**YOUR TASK**
Only an exact repetition of every entry counts as the answer.

Saved entries:
◆ ◆ ◆ ◆ ◆

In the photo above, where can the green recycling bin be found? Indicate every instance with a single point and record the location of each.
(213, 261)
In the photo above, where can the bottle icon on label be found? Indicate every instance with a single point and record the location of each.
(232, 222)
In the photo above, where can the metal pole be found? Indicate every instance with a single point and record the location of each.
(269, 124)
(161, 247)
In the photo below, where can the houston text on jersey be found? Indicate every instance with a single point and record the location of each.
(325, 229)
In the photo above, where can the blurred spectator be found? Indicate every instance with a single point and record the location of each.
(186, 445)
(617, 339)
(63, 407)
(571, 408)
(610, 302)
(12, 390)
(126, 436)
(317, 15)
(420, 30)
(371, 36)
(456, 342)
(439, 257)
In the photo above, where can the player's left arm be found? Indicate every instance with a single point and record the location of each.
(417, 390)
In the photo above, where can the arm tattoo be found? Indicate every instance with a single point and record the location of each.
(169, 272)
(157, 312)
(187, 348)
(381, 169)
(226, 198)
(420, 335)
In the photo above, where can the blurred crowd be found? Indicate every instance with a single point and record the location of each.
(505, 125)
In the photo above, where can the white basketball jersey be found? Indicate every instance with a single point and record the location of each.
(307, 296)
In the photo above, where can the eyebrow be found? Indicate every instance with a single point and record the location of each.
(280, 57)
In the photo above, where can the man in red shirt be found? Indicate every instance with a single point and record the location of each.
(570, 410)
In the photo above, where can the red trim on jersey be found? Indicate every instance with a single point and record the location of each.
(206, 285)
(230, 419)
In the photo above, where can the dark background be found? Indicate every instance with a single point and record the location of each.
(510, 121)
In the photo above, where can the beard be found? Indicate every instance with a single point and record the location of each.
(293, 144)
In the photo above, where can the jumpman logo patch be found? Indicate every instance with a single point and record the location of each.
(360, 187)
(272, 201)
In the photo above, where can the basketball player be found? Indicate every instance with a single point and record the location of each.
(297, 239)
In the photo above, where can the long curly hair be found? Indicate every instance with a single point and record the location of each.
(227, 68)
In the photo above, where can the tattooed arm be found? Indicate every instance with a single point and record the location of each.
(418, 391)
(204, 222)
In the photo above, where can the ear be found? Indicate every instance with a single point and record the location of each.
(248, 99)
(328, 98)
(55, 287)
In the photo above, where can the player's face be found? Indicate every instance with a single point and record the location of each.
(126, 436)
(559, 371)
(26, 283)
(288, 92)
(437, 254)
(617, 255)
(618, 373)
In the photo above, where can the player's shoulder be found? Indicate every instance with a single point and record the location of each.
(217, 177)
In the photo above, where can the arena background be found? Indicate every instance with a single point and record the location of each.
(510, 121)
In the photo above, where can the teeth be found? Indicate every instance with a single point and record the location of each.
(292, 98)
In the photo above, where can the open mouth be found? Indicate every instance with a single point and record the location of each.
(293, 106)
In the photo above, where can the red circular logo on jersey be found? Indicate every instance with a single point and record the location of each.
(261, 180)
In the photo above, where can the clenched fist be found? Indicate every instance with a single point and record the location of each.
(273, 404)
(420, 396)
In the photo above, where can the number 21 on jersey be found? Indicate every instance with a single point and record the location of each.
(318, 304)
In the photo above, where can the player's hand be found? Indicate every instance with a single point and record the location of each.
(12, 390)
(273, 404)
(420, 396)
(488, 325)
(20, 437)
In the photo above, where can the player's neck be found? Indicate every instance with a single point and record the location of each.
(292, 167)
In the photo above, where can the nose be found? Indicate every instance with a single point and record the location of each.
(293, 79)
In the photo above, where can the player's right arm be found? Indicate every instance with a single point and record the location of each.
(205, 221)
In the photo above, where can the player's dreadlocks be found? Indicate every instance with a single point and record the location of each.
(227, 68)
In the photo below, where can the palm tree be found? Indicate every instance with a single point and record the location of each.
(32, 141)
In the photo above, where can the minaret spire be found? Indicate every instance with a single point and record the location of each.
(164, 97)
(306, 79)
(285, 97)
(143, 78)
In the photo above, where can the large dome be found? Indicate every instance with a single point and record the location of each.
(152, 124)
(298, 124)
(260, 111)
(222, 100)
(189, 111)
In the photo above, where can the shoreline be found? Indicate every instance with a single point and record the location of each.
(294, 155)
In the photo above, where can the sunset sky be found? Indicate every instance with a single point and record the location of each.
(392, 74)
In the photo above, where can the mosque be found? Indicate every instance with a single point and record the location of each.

◆ ◆ ◆ ◆ ◆

**EXERCISE RESULT**
In the photo above, where can the green recycling bin be found? Indicate every instance with a single point and record the location of each.
(213, 261)
In the photo above, where can the bottle icon on label be found? Indicate every instance with a single point and record the location of each.
(232, 222)
In the photo above, where can the metal pole be found? Indicate every instance with a single point and record the location of each.
(269, 124)
(161, 247)
In the photo below, where can the houston text on jersey be found? Indicate every instance with a single point and record the location of each.
(325, 229)
In the photo above, where can the blurred spectator be found? Indicate every instance with a single point and record the location of each.
(186, 445)
(617, 339)
(63, 407)
(571, 408)
(610, 302)
(12, 390)
(126, 436)
(317, 15)
(420, 30)
(371, 36)
(456, 342)
(439, 257)
In the photo above, where can the player's left arm be found? Indicate every instance with a single point and record the location of each.
(417, 390)
In the photo above, where can the arm tattoo be found? Indicate every instance with a single point and record the location of each.
(169, 272)
(157, 312)
(187, 348)
(381, 169)
(226, 198)
(420, 335)
In the photo above, where can the blurred crowd be found? Indicate every instance with a single point and record the location of each.
(505, 125)
In the photo above, where can the white basketball jersey be found? Indicate every instance with a single point and record the location of each.
(307, 296)
In the photo above, where can the eyebrow be found? Indicate every instance with a single point and record the location of each.
(280, 57)
In the photo above, where can the man in red shirt be found? Indicate every instance with a single point and record the location of each.
(570, 410)
In the photo above, where can the red trim on jersey be found? Indicate every instance with a single point and record the location of each.
(206, 285)
(230, 419)
In the photo above, where can the dark background be found? Indicate every instance with a single point and record the location of each.
(510, 121)
In the photo above, where can the beard be found? Indicate every instance with a single point and record the location of each.
(293, 144)
In the photo above, where can the jumpman logo patch be found? Indicate every instance with a single point and record the location of each.
(360, 187)
(272, 201)
In the photo above, where can the basketball player be found? Indicate every instance with a single point and record the location of each.
(297, 239)
In the photo above, where can the long curly hair be found? Indicate every instance with a single point and record the location of each.
(227, 68)
In the photo above, where can the tattooed arm be found? Indicate every instance with a single point and record the location of each.
(418, 391)
(204, 222)
In the photo above, where can the ear be found? Indicate every instance with a single point and record the location of each.
(248, 99)
(328, 98)
(55, 287)
In the photo above, where can the player's face be found? Indicate every instance with a single point and record the location of each.
(126, 436)
(559, 371)
(26, 283)
(288, 92)
(437, 254)
(617, 255)
(618, 373)
In the photo above, where can the player's shoulder be found? Indicate every instance with a single point and record the location of each.
(217, 177)
In the photo above, where can the arena background be found? Indicate every instance with a single point and record the location of each.
(510, 121)
In the photo above, where can the teeth be found? Indicate every instance with a single point and record the location of each.
(292, 98)
In the photo above, where can the open mouth be found? Indicate every instance with a single point and record the location of each.
(293, 106)
In the photo above, where can the red circular logo on jersey be found? Indicate every instance with a single point and record the location of each.
(261, 180)
In the photo above, where can the clenched fist be found? Indicate every instance with a single point and record the location of each.
(273, 404)
(420, 396)
In the photo above, where can the number 21 on jersey be found? Indicate every instance with a single point and record the location of each.
(318, 304)
In the photo above, where can the player's hand be found? Indicate every instance with a single point and record the location of each.
(12, 390)
(273, 404)
(420, 396)
(488, 325)
(20, 437)
In the photo above, where can the player's neck be found? Indicate every instance with a single point and record the location of each.
(292, 167)
In the photo above, where can the nose be found? Indicate every instance with a single point and record the location of each.
(293, 79)
In the photo above, where can the player's right arm be found? Indicate every instance with a single point and record the location of each.
(205, 221)
In the photo above, where can the player's dreadlocks be found? Indicate every instance with a single point and record the location of each.
(227, 68)
In the photo below, where can the palm tree be found? Indicate every instance with a single point and record the location of each.
(32, 141)
In the photo above, where can the minaret spire be found? Indicate every instance with a single point and record the location of each.
(164, 97)
(306, 79)
(285, 97)
(143, 78)
In the photo above, where can the large dome be found? Indicate every instance with a single point and record the location of each.
(152, 124)
(298, 124)
(260, 111)
(222, 100)
(189, 111)
In the photo above, where can the shoreline be found? Indicate every instance with a single point and record the location of each.
(294, 155)
In the photo above, where can the sunset sky be found? Indicate every instance with a single point and record the location of each.
(392, 74)
In the photo above, where can the mosque be found? Indicate every instance with a single point and record the location of each.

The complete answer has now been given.